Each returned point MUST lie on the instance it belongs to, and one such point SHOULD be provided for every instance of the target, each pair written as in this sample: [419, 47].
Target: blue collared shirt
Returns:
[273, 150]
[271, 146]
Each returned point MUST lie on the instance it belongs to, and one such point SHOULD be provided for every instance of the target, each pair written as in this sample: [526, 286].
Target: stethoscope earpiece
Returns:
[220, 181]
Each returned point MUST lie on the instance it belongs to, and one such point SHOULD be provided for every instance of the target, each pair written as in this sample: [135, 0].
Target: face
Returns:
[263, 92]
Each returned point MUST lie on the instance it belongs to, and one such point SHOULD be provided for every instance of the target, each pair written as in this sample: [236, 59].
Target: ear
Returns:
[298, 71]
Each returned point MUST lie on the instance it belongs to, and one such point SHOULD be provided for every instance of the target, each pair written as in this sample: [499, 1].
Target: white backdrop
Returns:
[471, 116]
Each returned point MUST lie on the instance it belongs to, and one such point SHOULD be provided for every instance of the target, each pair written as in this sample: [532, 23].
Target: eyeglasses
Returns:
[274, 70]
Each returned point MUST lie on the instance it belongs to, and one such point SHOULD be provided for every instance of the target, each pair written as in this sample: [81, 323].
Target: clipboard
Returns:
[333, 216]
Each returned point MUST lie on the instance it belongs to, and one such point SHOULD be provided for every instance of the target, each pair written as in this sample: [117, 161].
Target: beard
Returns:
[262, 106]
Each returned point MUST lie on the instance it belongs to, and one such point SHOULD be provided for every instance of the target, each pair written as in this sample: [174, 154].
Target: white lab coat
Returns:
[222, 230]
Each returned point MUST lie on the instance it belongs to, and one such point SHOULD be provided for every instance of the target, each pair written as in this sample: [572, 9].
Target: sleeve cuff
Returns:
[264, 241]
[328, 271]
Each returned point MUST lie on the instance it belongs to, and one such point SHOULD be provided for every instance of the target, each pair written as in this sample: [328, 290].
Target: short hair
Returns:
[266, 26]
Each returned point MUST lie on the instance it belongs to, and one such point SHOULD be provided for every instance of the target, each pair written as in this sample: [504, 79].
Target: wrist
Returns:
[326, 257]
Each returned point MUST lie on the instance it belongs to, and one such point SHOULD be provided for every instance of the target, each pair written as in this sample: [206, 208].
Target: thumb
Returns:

[What is expected]: Please copy the records again, from the line containing "sample: [81, 323]." through the end of the records, inclusive, shifting each answer coordinate up by 56. Keep every other line, sample pairs included, unchanged.

[Response]:
Each returned point MUST lie on the instance it belongs to, and one such point SHOULD be provided for every instance of the target, each pair written as in this sample: [81, 323].
Target: clipboard
Returns:
[389, 272]
Each returned point MUST lie on the instance it belongs to, and one such point SHOULD be provided for every instance of the target, each pair written as in this sample: [117, 161].
Target: beard
Returns:
[318, 162]
Each returned point MUST lie on the instance it belongs to, and one such point SHOULD be provided for every instance of the target, each pair written as in this sample: [174, 154].
Target: white lab coat
Returns:
[278, 286]
Each returned point MUST lie on the instance it belongs to, and one such point SHOULD be provided for every instance of the target, each pair written as in this sample: [572, 9].
Target: sleeve cuff
Returns:
[320, 297]
[384, 327]
Each returned point MUST lie on the instance it belongs to, and one such point SHOULD be provided for every instance of the target, each pair written as in this sample: [328, 290].
Target: short hair
Returns:
[322, 82]
Each returned point MUST lie on the instance it belongs to, and one such point SHOULD be provided for every instance of the target, each pair written as in this sample: [504, 79].
Target: wrist
Returns:
[382, 313]
Each returned point MUST lie on the instance it belongs to, and one such point SHOULD be provided for every instance of the target, each pair written as in this sample: [206, 208].
Target: thumb
Returns:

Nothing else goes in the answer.